_ДОКУМЕНТ_

Надо с печалью отметить, что некоторые исследователи и сегодня продолжают заниматься буквальным объяснением необъяснимых вещей, уходя в своих выводах весьма далеко, но этот подход в корне неверен: несколько мотивов, действительно связанных с реальностью, в стихотворении соединены в художественное целое причудливо – точно так же причудливо, как во сне порой соединяются обстоятельства дневной жизни. У сна есть логика, только своя – а дневная логика, логика яви неспособна его объяснить, она способна только его разрушить…
«Нева, Нил и Сена» – знаки важных для Гумилёва мест: Петербург, Египет (да и вообще Африка) – и Париж. Эти места были значимы для Гумилёва не только в жизни, но и в стихах. Не станем отдельно останавливаться на них, приводить примеры – этот тезис очевиден и не нуждается в доказательствах.
Вопросы могут возникнуть здесь:
Где я? Так томно и так тревожно
Сердце мое стучит в ответ:
Видишь вокзал, на котором можно
В Индию Духа купить билет?
Лирический герой задаётся этим вопросом после того, как мчащийся трамвай пересёк Неву, Нил и Сену. Если искать этому некие параллели в реальности, «толковать» этот сон, получится, что герой спрашивает: «Где я?» после того, как побывал в разных местах в поисках себя. Сам Гумилёв много путешествовал, но именно Петербург, Париж и Африка оказались для него самыми значимыми в плане мировоззренческих, духовных перемен. Именно они ярче и подробнее прочих мест обозначены на его творческой карте…
И вот, после поисков себя, поисков смысла лирический герой задаётся вопросом: «Где я?» – и ему отвечает его собственное сердце – «сердце» в библейском смысле, сущность человека, голос его души. Сердце говорит о стремлении к «Индии Духа» – то есть к духовной реальности, к духовной реализации. Но герой ещё не там, он только собирается туда, хочет «купить билет» туда… Кстати, Гумилёв в конце жизни не считал, что уже чего-то достиг, напротив, по свидетельствам современников, не раз говорил, что у него всё впереди – он ещё только собирался сделать самое главное и значительное… Если соотнести эту цепочку образов с реальностью, с реальным временем, получится, что строфа об «Индии Духа» описывает не прошлое Гумилёва, а настоящее – на тот момент, то есть описывает период, когда был написан «Заблудившийся трамвай» – она соответствует тогдашнему умонастроению Гумилёва… А что же дальше? Ответ – в следующих строфах:
Вывеска… кровью налитые буквы
Гласят — зеленная, — знаю, тут
Вместо капусты и вместо брюквы
Мертвые головы продают.
В красной рубашке, с лицом, как вымя,
Голову срезал палач и мне,
Она лежала вместе с другими
Здесь, в ящике скользком, на самом дне.
Об источниках этого образа можно говорить долго. Р. Д. Тименчик и С. В. Полякова полагают, что его источником стало творчество Гауфа, а точнее, сказка «Карлик Нос», в которой мальчик Якоб помогал ведьме нести капустные кочаны – но, как выяснилось, нёс отрубленные человеческие головы. Вообще, мифологическая связь между круглыми овощами и человеческой головой известна с древности, и мы не станем останавливаться на ней более подробно.

_ПОСТАНОВКА ЗАДАЧИ_
Переведите на английский язык предложение из текста о стихотворении Гумилёва: «Сам Гумилёв много путешествовал, но именно Петербург, Париж и Африка оказались для него самыми значимыми в плане мировоззренческих, духовных перемен».

_ИСХОДНЫЙ ФРАГМЕНТ_
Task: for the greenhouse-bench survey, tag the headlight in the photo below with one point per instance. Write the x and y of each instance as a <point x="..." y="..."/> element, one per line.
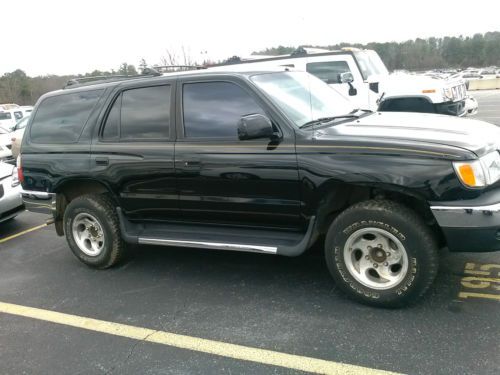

_РЕЗУЛЬТАТ_
Gumilyov himself traveled a great deal, but it was Petersburg, Paris, and Africa that proved the most significant for him in terms of changes in his worldview and spiritual life.